## BEGIN

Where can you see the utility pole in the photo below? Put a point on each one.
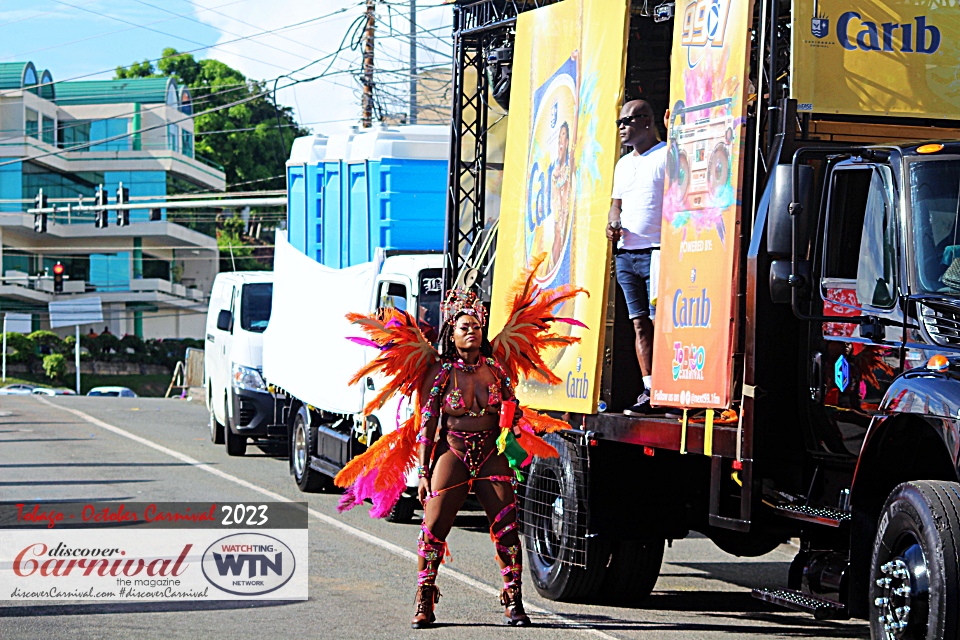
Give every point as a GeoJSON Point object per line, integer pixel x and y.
{"type": "Point", "coordinates": [368, 64]}
{"type": "Point", "coordinates": [413, 62]}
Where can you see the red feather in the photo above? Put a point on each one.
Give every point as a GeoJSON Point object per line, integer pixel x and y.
{"type": "Point", "coordinates": [527, 330]}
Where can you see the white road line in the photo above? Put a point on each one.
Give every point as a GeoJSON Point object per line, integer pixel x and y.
{"type": "Point", "coordinates": [559, 618]}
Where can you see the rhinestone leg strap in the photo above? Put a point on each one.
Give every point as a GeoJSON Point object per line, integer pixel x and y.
{"type": "Point", "coordinates": [510, 554]}
{"type": "Point", "coordinates": [430, 549]}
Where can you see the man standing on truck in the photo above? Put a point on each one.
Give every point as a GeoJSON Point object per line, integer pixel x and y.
{"type": "Point", "coordinates": [634, 224]}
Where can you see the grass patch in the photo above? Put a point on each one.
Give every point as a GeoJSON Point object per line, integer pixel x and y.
{"type": "Point", "coordinates": [151, 386]}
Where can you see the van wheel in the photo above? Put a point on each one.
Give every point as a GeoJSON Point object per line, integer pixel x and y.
{"type": "Point", "coordinates": [564, 563]}
{"type": "Point", "coordinates": [302, 446]}
{"type": "Point", "coordinates": [236, 442]}
{"type": "Point", "coordinates": [915, 572]}
{"type": "Point", "coordinates": [216, 429]}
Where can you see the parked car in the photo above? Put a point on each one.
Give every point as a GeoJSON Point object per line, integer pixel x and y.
{"type": "Point", "coordinates": [240, 405]}
{"type": "Point", "coordinates": [47, 391]}
{"type": "Point", "coordinates": [114, 392]}
{"type": "Point", "coordinates": [17, 389]}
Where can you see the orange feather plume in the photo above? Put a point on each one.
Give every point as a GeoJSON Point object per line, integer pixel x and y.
{"type": "Point", "coordinates": [527, 330]}
{"type": "Point", "coordinates": [406, 360]}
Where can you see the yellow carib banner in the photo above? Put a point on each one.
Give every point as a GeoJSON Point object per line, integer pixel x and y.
{"type": "Point", "coordinates": [693, 342]}
{"type": "Point", "coordinates": [562, 146]}
{"type": "Point", "coordinates": [876, 57]}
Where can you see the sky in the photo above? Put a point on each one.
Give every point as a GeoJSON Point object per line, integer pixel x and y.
{"type": "Point", "coordinates": [88, 39]}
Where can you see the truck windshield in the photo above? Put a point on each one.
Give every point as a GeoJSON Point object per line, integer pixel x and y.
{"type": "Point", "coordinates": [255, 306]}
{"type": "Point", "coordinates": [935, 204]}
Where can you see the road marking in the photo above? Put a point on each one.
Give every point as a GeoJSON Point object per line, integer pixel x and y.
{"type": "Point", "coordinates": [322, 517]}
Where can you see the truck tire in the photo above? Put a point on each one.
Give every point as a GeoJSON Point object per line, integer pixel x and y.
{"type": "Point", "coordinates": [402, 512]}
{"type": "Point", "coordinates": [303, 445]}
{"type": "Point", "coordinates": [564, 564]}
{"type": "Point", "coordinates": [632, 571]}
{"type": "Point", "coordinates": [236, 442]}
{"type": "Point", "coordinates": [915, 572]}
{"type": "Point", "coordinates": [216, 429]}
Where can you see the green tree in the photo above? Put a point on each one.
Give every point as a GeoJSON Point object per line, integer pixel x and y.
{"type": "Point", "coordinates": [55, 365]}
{"type": "Point", "coordinates": [259, 131]}
{"type": "Point", "coordinates": [234, 254]}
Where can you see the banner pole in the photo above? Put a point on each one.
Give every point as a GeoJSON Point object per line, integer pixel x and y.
{"type": "Point", "coordinates": [76, 358]}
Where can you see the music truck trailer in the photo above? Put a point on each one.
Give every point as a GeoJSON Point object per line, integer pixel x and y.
{"type": "Point", "coordinates": [846, 361]}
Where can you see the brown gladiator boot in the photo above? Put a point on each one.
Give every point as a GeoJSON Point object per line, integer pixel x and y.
{"type": "Point", "coordinates": [512, 601]}
{"type": "Point", "coordinates": [427, 596]}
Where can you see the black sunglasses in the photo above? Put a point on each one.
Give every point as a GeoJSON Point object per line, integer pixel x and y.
{"type": "Point", "coordinates": [622, 122]}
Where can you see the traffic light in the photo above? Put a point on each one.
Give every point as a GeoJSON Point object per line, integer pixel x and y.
{"type": "Point", "coordinates": [58, 278]}
{"type": "Point", "coordinates": [40, 218]}
{"type": "Point", "coordinates": [101, 221]}
{"type": "Point", "coordinates": [123, 197]}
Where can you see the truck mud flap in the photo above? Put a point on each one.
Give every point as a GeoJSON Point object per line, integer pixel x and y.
{"type": "Point", "coordinates": [821, 608]}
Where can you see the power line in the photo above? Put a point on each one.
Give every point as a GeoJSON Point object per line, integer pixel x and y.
{"type": "Point", "coordinates": [295, 25]}
{"type": "Point", "coordinates": [157, 126]}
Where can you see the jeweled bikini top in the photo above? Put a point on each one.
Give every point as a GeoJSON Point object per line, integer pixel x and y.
{"type": "Point", "coordinates": [454, 403]}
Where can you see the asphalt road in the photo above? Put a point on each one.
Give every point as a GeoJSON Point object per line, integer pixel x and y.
{"type": "Point", "coordinates": [361, 571]}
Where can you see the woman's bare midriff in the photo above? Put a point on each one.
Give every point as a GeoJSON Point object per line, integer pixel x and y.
{"type": "Point", "coordinates": [471, 424]}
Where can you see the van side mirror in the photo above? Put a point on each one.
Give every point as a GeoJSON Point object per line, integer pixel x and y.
{"type": "Point", "coordinates": [779, 224]}
{"type": "Point", "coordinates": [225, 320]}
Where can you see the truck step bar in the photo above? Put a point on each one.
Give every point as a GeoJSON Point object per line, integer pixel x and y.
{"type": "Point", "coordinates": [821, 608]}
{"type": "Point", "coordinates": [817, 515]}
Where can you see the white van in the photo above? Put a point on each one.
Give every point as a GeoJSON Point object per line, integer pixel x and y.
{"type": "Point", "coordinates": [240, 405]}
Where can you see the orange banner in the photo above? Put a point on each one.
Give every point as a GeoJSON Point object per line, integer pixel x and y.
{"type": "Point", "coordinates": [696, 306]}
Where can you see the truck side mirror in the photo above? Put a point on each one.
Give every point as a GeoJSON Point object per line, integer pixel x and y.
{"type": "Point", "coordinates": [224, 320]}
{"type": "Point", "coordinates": [779, 224]}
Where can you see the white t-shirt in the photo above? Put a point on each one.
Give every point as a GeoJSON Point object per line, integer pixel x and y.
{"type": "Point", "coordinates": [638, 184]}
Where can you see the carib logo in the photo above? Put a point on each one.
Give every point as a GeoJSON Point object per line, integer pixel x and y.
{"type": "Point", "coordinates": [855, 33]}
{"type": "Point", "coordinates": [704, 23]}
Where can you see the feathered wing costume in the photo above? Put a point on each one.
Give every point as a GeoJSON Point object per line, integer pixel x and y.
{"type": "Point", "coordinates": [379, 474]}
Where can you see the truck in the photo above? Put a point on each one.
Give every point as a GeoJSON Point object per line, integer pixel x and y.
{"type": "Point", "coordinates": [842, 431]}
{"type": "Point", "coordinates": [364, 232]}
{"type": "Point", "coordinates": [239, 404]}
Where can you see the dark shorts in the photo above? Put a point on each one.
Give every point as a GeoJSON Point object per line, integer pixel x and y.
{"type": "Point", "coordinates": [633, 274]}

## END

• **WHAT THE EXERCISE ASKS**: Reproduce the listing word for word and omit its pictures.

• **RESULT OF THIS EXERCISE**:
Where can you see the utility pole in the photo below? Put a point on each one.
Give every point as a GeoJSON Point object per line, integer pixel x and y.
{"type": "Point", "coordinates": [368, 64]}
{"type": "Point", "coordinates": [413, 62]}
Where can you see the red feather in the photo above? Put a point on each one.
Give every point as a GeoJSON Point object per line, integer pixel x and y.
{"type": "Point", "coordinates": [527, 330]}
Where can you see the white road line in the photo above? Put a point on each one.
Give every point as a GeoJSON Point object per line, integer pixel x and y.
{"type": "Point", "coordinates": [559, 618]}
Where can you see the rhinestone leg strap in the photo above? Put a point on each one.
Give every point as a GeoJSON Point object per line, integer pixel x and y.
{"type": "Point", "coordinates": [510, 554]}
{"type": "Point", "coordinates": [430, 549]}
Where can you see the man standing on truck in the photo above? Put a point on each one.
Give every point as a GeoJSON Point object per line, integer pixel x and y.
{"type": "Point", "coordinates": [634, 224]}
Where can you see the grass patch in the photo above? Put a point on each one.
Give every point as a GeoJSON Point object per line, integer pixel x and y.
{"type": "Point", "coordinates": [151, 386]}
Where can you see the van wheel in the photo above? Put a point on each one.
Give every point as a GeoJSON Point object per line, integer pixel x and y.
{"type": "Point", "coordinates": [564, 563]}
{"type": "Point", "coordinates": [302, 446]}
{"type": "Point", "coordinates": [236, 442]}
{"type": "Point", "coordinates": [915, 572]}
{"type": "Point", "coordinates": [216, 429]}
Where can you see the parked car in the photo above? Put a point on each one.
Give every point as a GeoJSON Point object per line, integer pixel x and y.
{"type": "Point", "coordinates": [240, 405]}
{"type": "Point", "coordinates": [47, 391]}
{"type": "Point", "coordinates": [114, 392]}
{"type": "Point", "coordinates": [17, 389]}
Where can you see the orange feather plume in the photo above? Put a point on each one.
Give every point as a GeoJSON Point object per line, integer pixel x and y.
{"type": "Point", "coordinates": [527, 330]}
{"type": "Point", "coordinates": [406, 360]}
Where can you see the yellow carib banner in the photo above? Put a point on each one.
Give every point as a GeoJSON Point object per line, integer pixel x and y.
{"type": "Point", "coordinates": [693, 342]}
{"type": "Point", "coordinates": [562, 146]}
{"type": "Point", "coordinates": [876, 57]}
Where can you see the sky in the photo above? Put a point on each one.
Give every point as a GeoJSON Point object per line, integer pixel x and y.
{"type": "Point", "coordinates": [88, 39]}
Where can you see the truck windshield in the photo above? Put a point on each one.
Give every point as a GeoJSON Point object per line, integer pixel x and y.
{"type": "Point", "coordinates": [255, 306]}
{"type": "Point", "coordinates": [935, 204]}
Where can you see the road marking in the photo above? Put a point on each one.
Give every point as a GeoJSON Point object per line, integer pixel x and y.
{"type": "Point", "coordinates": [322, 517]}
Where can you see the truck tire in the photo above? Put a point on each one.
Give every point as a GeoJSON Point object per line, integer pixel x and y.
{"type": "Point", "coordinates": [402, 512]}
{"type": "Point", "coordinates": [303, 445]}
{"type": "Point", "coordinates": [564, 564]}
{"type": "Point", "coordinates": [632, 571]}
{"type": "Point", "coordinates": [236, 442]}
{"type": "Point", "coordinates": [915, 572]}
{"type": "Point", "coordinates": [216, 429]}
Where can you see the green tree in the photo above? Put a point on each one.
Give every point as a GeoJSON Point object per line, integer pixel x and y.
{"type": "Point", "coordinates": [55, 365]}
{"type": "Point", "coordinates": [259, 131]}
{"type": "Point", "coordinates": [234, 254]}
Where can you see the banner pole in the photo above? Put a point on each one.
Give every point as a GeoJSON Point object per line, integer pixel x and y.
{"type": "Point", "coordinates": [76, 358]}
Where can you see the music truck trailer in the photo above? Put a point on each one.
Give every point as a GeoJSON Point object per line, integer pixel x and y.
{"type": "Point", "coordinates": [846, 361]}
Where can you see the brown gladiator boot in the photo above? Put a point on each one.
Give every point as a GeoJSON Point object per line, integer pixel x and y.
{"type": "Point", "coordinates": [512, 601]}
{"type": "Point", "coordinates": [427, 596]}
Where can you see the black sunglasses in the photo above? Put a point on each one.
Give every point as a GeoJSON Point object per line, integer pixel x and y.
{"type": "Point", "coordinates": [622, 122]}
Where can you see the traffic light in the photo above? Put a point on each one.
Give every point as a GeoJSON Point object per line, integer pixel x and y.
{"type": "Point", "coordinates": [58, 278]}
{"type": "Point", "coordinates": [40, 218]}
{"type": "Point", "coordinates": [101, 221]}
{"type": "Point", "coordinates": [123, 197]}
Where can you see the truck mud flap in the photo above? Put a point on each one.
Give every point as a GeoJSON Point object per line, integer pixel x and y.
{"type": "Point", "coordinates": [821, 608]}
Where can you see the power line in the photo above? Put a point on each one.
Give every point as a GeoJSON Point object per line, integer pixel x and y.
{"type": "Point", "coordinates": [295, 25]}
{"type": "Point", "coordinates": [157, 126]}
Where can you see the jeweled bikini top in the photo above? Put a point on each one.
Give every point as a GeoJSON Point object per line, integer pixel x and y.
{"type": "Point", "coordinates": [454, 403]}
Where can you see the asphalt road in the photo above? Put a point on each one.
Give every point as a GeoJSON Point object per line, integer pixel x and y.
{"type": "Point", "coordinates": [361, 571]}
Where can you see the woman's bare midriff in the photo above? Put a point on each one.
Give every point as a GeoJSON Point object per line, integer pixel x and y.
{"type": "Point", "coordinates": [471, 424]}
Where can you see the van side mirror in the photo above? Put a point on each one.
Give every point as a GeoJSON Point object per line, integer pixel x and y.
{"type": "Point", "coordinates": [779, 224]}
{"type": "Point", "coordinates": [225, 320]}
Where can you see the truck step bar in the photo above? Put a point on each one.
Give every point as a GeoJSON Point object per line, integer pixel x and y.
{"type": "Point", "coordinates": [821, 608]}
{"type": "Point", "coordinates": [817, 515]}
Where can you see the white van in the photo above? Put a point on each one.
Give every point as a GeoJSON Point object per line, integer pixel x and y.
{"type": "Point", "coordinates": [240, 405]}
Where can you see the orange banner in the photo above? Put a point on each one.
Give every point as a GeoJSON Point object per line, integer pixel x and y.
{"type": "Point", "coordinates": [696, 306]}
Where can you see the truck side mirror in the photo above? Put a point on each one.
Give every point as a GeoJSON Point object per line, integer pixel x and y.
{"type": "Point", "coordinates": [224, 320]}
{"type": "Point", "coordinates": [779, 224]}
Where can you see the white t-shirt in the photo above? Put a point on each one.
Give every point as a GeoJSON Point object per line, integer pixel x and y.
{"type": "Point", "coordinates": [638, 184]}
Where can you see the carib logo in the photo above? Put a point on each one.
Give every point as a GeoJSON Point object per line, integer pixel x and y.
{"type": "Point", "coordinates": [855, 33]}
{"type": "Point", "coordinates": [704, 23]}
Where can you see the feathered wing costume in the photo above? Put a point on each one.
Give every point as a GeoJSON Point object per line, integer pixel x and y.
{"type": "Point", "coordinates": [379, 474]}
Where can you see the truck in the photo above? Put a point on each one.
Give every point as a GeoJSON Point object per line, integer pixel x and y.
{"type": "Point", "coordinates": [842, 431]}
{"type": "Point", "coordinates": [364, 232]}
{"type": "Point", "coordinates": [239, 404]}
Where can you see the dark shorts in the photo above? Put a point on each one.
Give every point as a GeoJSON Point object per line, integer pixel x and y.
{"type": "Point", "coordinates": [633, 274]}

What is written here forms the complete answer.